Challenge 1:
Do the following statements agree with the comment on consciousness? For each, answer yes or no and quote the deciding words from the comment. (a) The study's stated goal was to understand how abstract thought arises from brain structure. (b) The comment holds that what consciousness really is can be determined objectively. (c) Under the alternative theories, consciousness originates in the brain itself.
Challenge 2:
According to the comment on consciousness, what is our fundamental tool for contemplating thought or consciousness?
Challenge 3:
Extend the comment on consciousness beyond its final sentence.

Text to read:

****************

The point I think the commenter was making is that the statement "The goal was
to understand how abstract thought arises from brain structure" suggests there
may be some _begging the question_ in the study design.

If you start with the assumption that that brain structure produces abstract
thought, your evidence will support it, because you already believed it in the
first place.

The main challenge to any hypothesis about the nature of thought or
consciousness is that our fundamental tool for contemplating the topic is our
consciousness - which is precisely what we're trying to understand.

On that basis, the argument goes, it's impossible to objectively determine
what consciousness really is, because we have no way of separating the
consciousness we're studying from the consciousness we're using to study it.

Alternative theories to the one that says the brain _produces_ consciousness
are that the brain is a _carrier_ or _receiver_ of consciousness, which
somehow originates elsewhere.

****************

Image boundary labeling items:
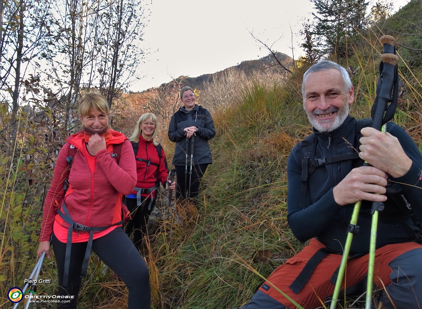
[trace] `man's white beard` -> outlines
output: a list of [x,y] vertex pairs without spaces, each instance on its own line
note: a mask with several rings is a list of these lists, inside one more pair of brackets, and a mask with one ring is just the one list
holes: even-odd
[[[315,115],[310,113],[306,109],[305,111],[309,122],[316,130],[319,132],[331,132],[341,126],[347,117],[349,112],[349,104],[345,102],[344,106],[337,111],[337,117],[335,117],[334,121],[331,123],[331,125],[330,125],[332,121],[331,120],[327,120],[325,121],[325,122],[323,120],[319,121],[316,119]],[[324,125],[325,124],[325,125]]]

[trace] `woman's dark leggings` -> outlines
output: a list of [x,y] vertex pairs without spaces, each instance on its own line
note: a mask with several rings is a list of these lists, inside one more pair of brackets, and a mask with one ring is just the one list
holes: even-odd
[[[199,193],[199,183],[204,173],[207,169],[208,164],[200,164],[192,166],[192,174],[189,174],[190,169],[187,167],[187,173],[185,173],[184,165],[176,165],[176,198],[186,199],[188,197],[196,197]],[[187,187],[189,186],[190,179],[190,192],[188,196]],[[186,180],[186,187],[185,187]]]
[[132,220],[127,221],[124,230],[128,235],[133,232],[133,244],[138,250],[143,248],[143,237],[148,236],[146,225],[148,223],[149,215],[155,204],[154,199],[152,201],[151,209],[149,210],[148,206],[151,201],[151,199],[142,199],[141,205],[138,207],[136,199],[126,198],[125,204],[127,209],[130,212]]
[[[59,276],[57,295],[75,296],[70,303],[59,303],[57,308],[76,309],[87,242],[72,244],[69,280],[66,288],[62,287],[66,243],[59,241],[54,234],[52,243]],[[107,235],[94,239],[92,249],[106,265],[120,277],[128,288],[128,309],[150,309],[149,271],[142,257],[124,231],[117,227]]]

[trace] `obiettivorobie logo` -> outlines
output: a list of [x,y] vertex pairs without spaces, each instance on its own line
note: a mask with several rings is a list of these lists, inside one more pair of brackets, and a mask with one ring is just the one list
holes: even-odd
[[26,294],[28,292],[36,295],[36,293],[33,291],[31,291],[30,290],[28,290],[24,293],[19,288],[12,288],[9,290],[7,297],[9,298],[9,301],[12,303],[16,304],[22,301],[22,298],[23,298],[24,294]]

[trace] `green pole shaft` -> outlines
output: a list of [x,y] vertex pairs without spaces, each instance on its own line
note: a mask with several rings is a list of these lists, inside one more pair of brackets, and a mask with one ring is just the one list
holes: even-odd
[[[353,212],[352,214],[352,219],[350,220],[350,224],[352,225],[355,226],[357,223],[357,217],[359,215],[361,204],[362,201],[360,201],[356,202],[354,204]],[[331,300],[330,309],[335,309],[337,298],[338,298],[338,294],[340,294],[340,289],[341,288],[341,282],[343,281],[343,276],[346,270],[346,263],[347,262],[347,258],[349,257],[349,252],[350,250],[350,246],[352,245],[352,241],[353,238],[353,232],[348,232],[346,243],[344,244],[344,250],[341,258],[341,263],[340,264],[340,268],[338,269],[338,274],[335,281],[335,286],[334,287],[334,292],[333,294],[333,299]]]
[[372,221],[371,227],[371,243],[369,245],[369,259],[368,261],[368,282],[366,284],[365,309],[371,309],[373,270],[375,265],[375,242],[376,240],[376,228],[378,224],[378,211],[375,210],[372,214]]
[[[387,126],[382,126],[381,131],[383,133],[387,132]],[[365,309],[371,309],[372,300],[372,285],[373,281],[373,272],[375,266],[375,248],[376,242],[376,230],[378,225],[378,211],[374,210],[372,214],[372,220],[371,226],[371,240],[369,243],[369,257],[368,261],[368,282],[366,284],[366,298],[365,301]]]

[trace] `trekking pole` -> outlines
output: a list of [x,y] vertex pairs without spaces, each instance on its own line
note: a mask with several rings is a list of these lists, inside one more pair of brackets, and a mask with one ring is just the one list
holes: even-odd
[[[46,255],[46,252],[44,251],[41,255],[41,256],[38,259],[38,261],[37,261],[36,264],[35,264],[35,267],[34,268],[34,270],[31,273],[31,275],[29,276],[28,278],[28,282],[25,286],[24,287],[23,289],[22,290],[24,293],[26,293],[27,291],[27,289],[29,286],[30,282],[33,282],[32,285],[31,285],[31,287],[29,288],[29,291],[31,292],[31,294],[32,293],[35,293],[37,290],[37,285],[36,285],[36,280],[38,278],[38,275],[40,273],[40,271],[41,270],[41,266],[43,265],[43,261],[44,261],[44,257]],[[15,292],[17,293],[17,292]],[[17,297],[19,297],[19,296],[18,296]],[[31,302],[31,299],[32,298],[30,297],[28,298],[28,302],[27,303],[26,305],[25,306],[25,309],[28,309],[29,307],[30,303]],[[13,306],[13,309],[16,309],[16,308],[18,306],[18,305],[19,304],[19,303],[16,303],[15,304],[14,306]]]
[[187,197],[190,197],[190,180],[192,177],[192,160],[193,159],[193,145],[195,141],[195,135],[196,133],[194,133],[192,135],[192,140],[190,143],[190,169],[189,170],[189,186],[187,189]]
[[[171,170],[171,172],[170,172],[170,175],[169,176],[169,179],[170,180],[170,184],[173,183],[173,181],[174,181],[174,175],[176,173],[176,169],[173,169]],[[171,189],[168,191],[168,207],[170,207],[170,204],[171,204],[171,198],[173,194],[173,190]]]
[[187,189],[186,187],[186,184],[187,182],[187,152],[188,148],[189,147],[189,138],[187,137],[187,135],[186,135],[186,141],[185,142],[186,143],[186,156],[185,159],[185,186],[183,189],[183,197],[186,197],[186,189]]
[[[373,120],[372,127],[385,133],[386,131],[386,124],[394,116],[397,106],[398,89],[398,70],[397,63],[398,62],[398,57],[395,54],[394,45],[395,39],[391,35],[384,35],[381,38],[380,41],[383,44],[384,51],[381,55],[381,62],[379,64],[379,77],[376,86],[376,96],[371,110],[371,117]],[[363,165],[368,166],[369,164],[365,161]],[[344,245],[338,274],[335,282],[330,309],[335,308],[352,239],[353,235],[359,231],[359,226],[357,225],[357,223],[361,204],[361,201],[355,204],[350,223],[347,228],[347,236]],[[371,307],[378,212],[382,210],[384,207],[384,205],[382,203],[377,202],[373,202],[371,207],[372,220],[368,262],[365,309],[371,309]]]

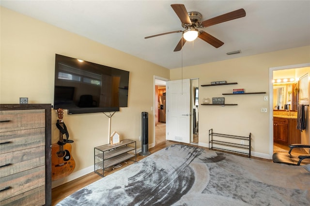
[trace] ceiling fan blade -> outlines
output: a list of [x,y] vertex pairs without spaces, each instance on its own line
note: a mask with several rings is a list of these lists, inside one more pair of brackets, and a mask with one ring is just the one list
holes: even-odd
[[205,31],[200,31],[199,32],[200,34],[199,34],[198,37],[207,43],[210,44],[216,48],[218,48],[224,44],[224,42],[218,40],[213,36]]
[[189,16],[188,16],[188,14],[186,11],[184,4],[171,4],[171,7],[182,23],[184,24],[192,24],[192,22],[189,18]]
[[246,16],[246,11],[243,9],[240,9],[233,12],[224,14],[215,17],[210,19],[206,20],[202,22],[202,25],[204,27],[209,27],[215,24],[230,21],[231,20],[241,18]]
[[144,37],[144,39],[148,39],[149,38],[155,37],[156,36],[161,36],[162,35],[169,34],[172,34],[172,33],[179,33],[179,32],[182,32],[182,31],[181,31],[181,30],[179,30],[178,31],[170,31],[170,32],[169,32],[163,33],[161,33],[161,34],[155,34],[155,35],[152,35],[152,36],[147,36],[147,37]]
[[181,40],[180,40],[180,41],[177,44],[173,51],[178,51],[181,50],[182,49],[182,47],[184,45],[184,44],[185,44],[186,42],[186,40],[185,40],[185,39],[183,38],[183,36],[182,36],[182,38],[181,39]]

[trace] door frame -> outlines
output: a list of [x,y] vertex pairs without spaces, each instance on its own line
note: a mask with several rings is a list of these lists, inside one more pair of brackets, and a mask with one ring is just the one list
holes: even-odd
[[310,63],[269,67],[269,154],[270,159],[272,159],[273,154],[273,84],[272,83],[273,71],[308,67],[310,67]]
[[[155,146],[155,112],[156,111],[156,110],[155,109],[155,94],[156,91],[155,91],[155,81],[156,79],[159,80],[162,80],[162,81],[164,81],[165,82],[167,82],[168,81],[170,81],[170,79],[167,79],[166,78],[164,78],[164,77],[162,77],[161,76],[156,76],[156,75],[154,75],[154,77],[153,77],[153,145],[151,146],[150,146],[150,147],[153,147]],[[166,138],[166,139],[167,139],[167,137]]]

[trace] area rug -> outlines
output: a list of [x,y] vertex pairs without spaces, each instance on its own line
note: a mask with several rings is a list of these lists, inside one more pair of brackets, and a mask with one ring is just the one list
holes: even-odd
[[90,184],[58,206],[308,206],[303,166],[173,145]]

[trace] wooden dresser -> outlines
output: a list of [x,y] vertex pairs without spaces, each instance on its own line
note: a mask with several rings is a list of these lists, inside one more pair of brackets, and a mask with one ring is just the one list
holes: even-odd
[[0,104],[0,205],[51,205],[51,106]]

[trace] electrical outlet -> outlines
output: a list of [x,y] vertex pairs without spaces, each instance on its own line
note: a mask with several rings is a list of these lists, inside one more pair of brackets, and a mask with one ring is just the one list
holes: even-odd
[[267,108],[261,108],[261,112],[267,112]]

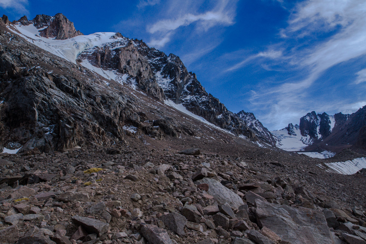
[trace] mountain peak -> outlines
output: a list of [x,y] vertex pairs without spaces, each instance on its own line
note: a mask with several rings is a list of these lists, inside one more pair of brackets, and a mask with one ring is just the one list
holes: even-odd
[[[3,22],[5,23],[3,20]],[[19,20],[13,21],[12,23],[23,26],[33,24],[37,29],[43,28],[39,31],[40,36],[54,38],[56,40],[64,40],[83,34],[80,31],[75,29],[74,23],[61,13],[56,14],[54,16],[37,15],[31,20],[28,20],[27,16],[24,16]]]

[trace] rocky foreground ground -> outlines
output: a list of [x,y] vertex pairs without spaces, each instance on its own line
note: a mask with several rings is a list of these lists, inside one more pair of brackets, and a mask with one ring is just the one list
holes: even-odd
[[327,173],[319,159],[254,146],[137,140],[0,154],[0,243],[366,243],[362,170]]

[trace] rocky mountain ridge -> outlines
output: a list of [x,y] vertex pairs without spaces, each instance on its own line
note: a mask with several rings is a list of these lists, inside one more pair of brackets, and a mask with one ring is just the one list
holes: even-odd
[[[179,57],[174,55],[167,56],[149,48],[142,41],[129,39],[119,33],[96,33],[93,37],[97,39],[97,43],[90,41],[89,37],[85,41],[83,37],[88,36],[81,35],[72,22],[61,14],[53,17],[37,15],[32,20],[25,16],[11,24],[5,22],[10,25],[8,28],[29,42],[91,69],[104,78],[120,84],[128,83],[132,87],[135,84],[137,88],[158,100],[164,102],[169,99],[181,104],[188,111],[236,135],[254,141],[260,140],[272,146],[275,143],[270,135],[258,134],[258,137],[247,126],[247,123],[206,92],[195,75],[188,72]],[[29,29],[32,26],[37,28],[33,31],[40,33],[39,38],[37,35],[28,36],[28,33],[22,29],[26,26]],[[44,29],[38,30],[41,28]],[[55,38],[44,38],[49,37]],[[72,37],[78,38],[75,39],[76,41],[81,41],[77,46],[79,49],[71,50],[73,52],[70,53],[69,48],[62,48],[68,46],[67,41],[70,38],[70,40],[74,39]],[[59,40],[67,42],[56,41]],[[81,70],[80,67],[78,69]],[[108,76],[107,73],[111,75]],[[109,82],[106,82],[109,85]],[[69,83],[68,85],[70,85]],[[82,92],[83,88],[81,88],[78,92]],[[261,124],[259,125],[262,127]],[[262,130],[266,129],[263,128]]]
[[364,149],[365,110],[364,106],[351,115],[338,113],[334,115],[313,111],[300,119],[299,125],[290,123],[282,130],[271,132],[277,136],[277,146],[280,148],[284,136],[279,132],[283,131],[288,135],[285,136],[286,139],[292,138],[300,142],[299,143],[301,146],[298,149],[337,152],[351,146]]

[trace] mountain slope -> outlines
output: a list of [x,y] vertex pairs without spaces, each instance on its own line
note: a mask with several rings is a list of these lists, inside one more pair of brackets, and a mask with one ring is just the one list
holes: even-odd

****************

Exercise response 1:
(a) Yes: "The goal was to understand how abstract thought arises from brain structure"
(b) No: "it's impossible to objectively determine what consciousness really is"
(c) No: "which somehow originates elsewhere"

Exercise response 2:
Our consciousness.

Exercise response 3:
Various forms of such theories have been proposed by reputable scientists
including Roger Penrose[1], John Eccles[2] and - somewhat ironically - Karl
Popper[3].

I personally don't have any strong opinions about the validity of these
theories; it's enough for me to know that they exist and to keep an open mind
until someone can develop a truly testable and falsifiable hypothesis.

Until then, it's all pretty much philosophy.

[1]
[https://en.wikipedia.org/wiki/Roger_Penrose#Physics_and_cons...](https://en.wikipedia.org/wiki/Roger_Penrose#Physics_and_consciousness)

[2] [http://www.theosophy-nw.org/theosnw/science/prat-
bra.htm](http://www.theosophy-nw.org/theosnw/science/prat-bra.htm)

[3]
[https://en.wikipedia.org/wiki/Mind%E2%80%93body_problem#Popp...](https://en.wikipedia.org/wiki/Mind%E2%80%93body_problem#Popper)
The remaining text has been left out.